=== SELECTED EXTRACT ===

******

Reputation: 161
I am new to Python so this may be pretty straightforward, but I have not been able to find a good answer for my problem after looking for a while. I am trying to create a Pandas dataframe from a list of dictionaries.
My list of nested dictionaries is the following:
my_list = [{0: {'a': '23', 'b': '15', 'c': '5', 'd': '-1'},
1: {'a': '5', 'b': '6', 'c': '7', 'd': '9'},
2: {'a': '9', 'b': '15', 'c': '5', 'd': '7'}},
{0: {'a': '5', 'b': '249', 'c': '92', 'd': '-4'},
1: {'a': '51', 'b': '5', 'c': '34', 'd': '1'},
2: {'a': '3', 'b': '8', 'c': '3', 'd': '11'}}]
So each key in the main dictionaries has 3 values.
Putting these into a dataframe using data = pd.DataFrame(my_list)
returns something unusable, as each cell has information on a, b, c and d in it.
I want to end up with a dataframe that looks like this:
name| a | b | c | d
0 | 23 | 15 | 5 | -1
1 | 5 | 6 | 7 | 9
2 | 9 | 15 | 5 | 7
0 | 5 |249 | 92| -4
1 |51 | 5 | 34| 1
2 | 3 | 8 | 3 | 11
Is this possible?

******

=== INFORMATION SUPPLIED ===
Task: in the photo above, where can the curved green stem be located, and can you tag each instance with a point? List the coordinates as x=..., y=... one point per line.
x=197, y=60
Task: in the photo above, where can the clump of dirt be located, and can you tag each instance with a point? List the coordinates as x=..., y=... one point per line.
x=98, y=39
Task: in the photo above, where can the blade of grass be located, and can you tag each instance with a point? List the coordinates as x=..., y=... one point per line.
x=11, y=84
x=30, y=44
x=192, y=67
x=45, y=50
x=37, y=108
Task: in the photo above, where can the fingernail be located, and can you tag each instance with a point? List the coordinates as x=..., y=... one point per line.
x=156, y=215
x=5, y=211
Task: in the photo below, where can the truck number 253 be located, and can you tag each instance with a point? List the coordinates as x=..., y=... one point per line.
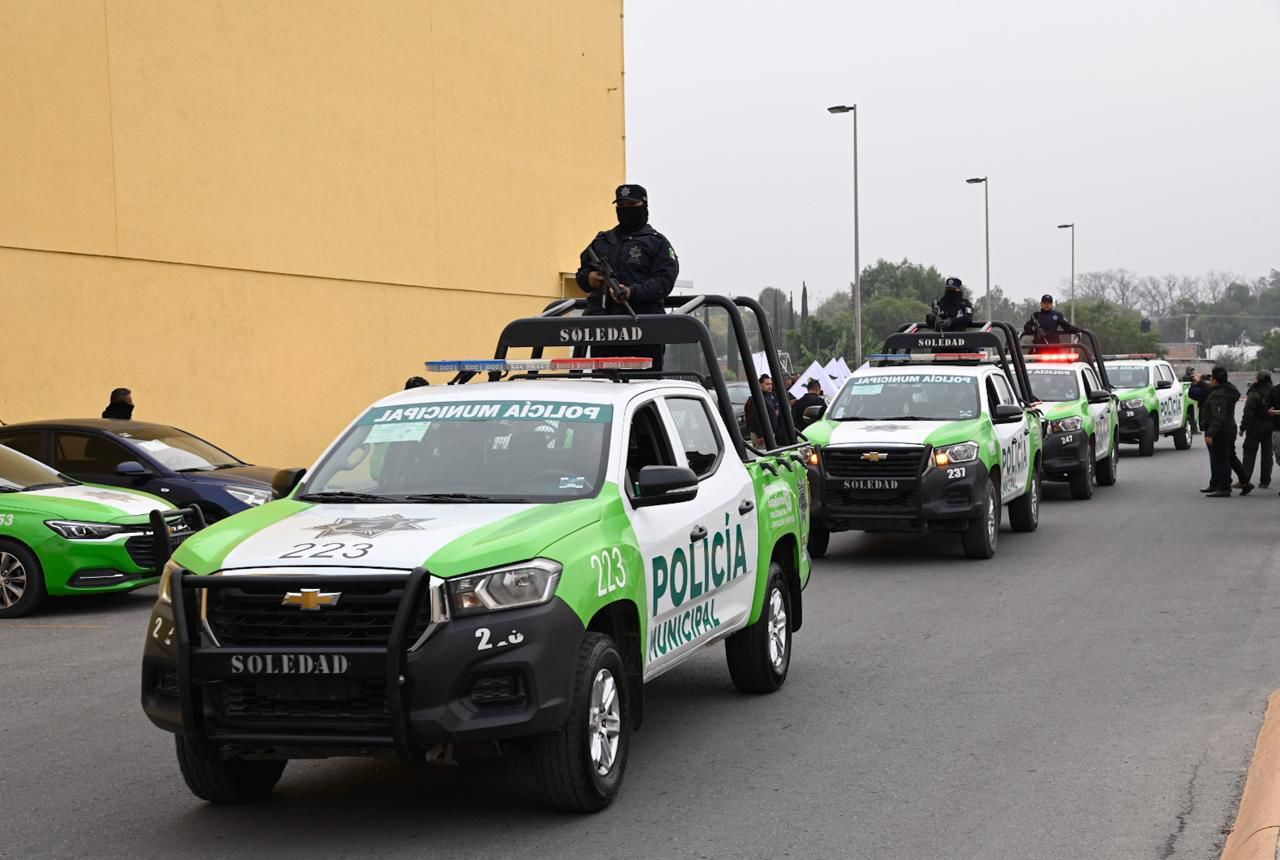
x=611, y=573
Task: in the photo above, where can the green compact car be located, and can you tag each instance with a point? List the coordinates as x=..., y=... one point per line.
x=59, y=536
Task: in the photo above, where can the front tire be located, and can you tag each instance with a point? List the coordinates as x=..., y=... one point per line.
x=1024, y=511
x=22, y=581
x=580, y=767
x=1147, y=439
x=819, y=536
x=227, y=781
x=983, y=533
x=759, y=655
x=1109, y=467
x=1082, y=480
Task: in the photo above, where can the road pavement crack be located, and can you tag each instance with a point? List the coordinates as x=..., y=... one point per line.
x=1188, y=808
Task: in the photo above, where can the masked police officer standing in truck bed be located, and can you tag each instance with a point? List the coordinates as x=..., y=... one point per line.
x=643, y=261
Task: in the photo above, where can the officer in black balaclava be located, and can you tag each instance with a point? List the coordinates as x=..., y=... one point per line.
x=643, y=261
x=120, y=405
x=954, y=311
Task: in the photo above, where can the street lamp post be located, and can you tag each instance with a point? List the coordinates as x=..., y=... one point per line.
x=1063, y=227
x=986, y=220
x=858, y=268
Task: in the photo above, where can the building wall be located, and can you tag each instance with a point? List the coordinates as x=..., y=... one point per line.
x=263, y=215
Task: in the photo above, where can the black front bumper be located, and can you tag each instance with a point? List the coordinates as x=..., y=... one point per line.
x=451, y=681
x=1132, y=422
x=940, y=499
x=1065, y=453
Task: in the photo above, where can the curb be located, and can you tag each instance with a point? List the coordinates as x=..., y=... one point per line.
x=1257, y=822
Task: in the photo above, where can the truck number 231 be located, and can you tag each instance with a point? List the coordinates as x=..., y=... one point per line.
x=611, y=573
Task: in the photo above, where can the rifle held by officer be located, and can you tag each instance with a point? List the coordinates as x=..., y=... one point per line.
x=611, y=284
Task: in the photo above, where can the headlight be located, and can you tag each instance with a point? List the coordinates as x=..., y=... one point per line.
x=507, y=588
x=1066, y=425
x=170, y=568
x=250, y=495
x=76, y=530
x=961, y=453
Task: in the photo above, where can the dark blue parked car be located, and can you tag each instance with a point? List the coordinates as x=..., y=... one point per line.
x=150, y=457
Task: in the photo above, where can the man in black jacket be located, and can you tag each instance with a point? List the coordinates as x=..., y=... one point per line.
x=1220, y=435
x=643, y=261
x=1256, y=428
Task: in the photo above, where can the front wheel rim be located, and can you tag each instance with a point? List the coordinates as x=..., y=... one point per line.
x=604, y=723
x=777, y=626
x=13, y=580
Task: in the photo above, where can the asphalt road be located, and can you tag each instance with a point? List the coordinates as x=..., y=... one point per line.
x=1093, y=691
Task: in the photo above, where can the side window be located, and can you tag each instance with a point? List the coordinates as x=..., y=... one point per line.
x=696, y=434
x=647, y=442
x=24, y=443
x=81, y=454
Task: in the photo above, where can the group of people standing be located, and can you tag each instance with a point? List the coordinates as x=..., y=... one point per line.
x=1216, y=398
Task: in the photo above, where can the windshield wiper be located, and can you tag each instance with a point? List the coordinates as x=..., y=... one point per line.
x=449, y=497
x=343, y=495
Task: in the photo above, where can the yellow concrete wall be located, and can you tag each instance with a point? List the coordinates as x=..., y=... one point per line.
x=263, y=214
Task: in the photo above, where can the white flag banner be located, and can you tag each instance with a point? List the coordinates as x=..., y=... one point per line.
x=830, y=387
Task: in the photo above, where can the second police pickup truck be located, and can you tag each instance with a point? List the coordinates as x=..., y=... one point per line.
x=935, y=434
x=1153, y=402
x=498, y=562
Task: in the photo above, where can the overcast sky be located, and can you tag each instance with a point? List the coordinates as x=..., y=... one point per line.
x=1155, y=126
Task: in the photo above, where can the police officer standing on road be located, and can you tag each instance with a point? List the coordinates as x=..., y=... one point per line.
x=952, y=312
x=1046, y=323
x=644, y=265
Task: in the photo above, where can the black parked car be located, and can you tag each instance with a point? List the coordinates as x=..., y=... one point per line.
x=150, y=457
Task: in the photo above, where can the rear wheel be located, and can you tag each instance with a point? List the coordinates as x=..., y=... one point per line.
x=22, y=581
x=1082, y=481
x=1024, y=511
x=818, y=539
x=1109, y=465
x=979, y=539
x=227, y=781
x=580, y=767
x=1183, y=435
x=760, y=654
x=1147, y=439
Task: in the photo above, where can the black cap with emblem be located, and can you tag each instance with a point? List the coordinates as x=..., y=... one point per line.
x=627, y=193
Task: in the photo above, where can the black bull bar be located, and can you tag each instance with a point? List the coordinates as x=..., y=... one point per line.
x=200, y=663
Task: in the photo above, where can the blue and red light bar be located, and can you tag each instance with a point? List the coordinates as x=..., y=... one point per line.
x=522, y=365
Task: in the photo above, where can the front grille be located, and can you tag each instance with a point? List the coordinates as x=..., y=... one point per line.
x=896, y=463
x=362, y=616
x=246, y=703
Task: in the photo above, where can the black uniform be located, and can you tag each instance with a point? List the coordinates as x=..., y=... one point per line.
x=1051, y=323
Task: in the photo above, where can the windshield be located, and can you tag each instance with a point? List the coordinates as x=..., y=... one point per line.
x=21, y=472
x=919, y=397
x=1054, y=384
x=178, y=451
x=739, y=393
x=474, y=451
x=1129, y=375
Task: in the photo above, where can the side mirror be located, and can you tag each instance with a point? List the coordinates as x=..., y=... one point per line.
x=284, y=480
x=664, y=485
x=1006, y=414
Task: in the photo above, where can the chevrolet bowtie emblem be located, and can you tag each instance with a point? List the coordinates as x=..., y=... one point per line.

******

=== OBJECTIVE 1 ===
Copy out the pandas question word for word, everything from "My list of nested" down to "data = pd.DataFrame(my_list)".
=== OBJECTIVE 2 ===
Decide whether each statement below agrees with the pandas question, answering yes or no and quoting the words that settle it: (a) The poster is new to Python. (b) Calling pd.DataFrame on the list produces a usable dataframe. (c) The dataframe the poster wants includes a column headed "name".

=== EXPECTED OUTPUT 1 ===
My list of nested dictionaries is the following:
my_list = [{0: {'a': '23', 'b': '15', 'c': '5', 'd': '-1'},
1: {'a': '5', 'b': '6', 'c': '7', 'd': '9'},
2: {'a': '9', 'b': '15', 'c': '5', 'd': '7'}},
{0: {'a': '5', 'b': '249', 'c': '92', 'd': '-4'},
1: {'a': '51', 'b': '5', 'c': '34', 'd': '1'},
2: {'a': '3', 'b': '8', 'c': '3', 'd': '11'}}]
So each key in the main dictionaries has 3 values.
Putting these into a dataframe using data = pd.DataFrame(my_list)

=== EXPECTED OUTPUT 2 ===
(a) Yes: "I am new to Python"
(b) No: "returns something unusable, as each cell has information on a, b, c and d in it"
(c) Yes: "name| a | b | c | d"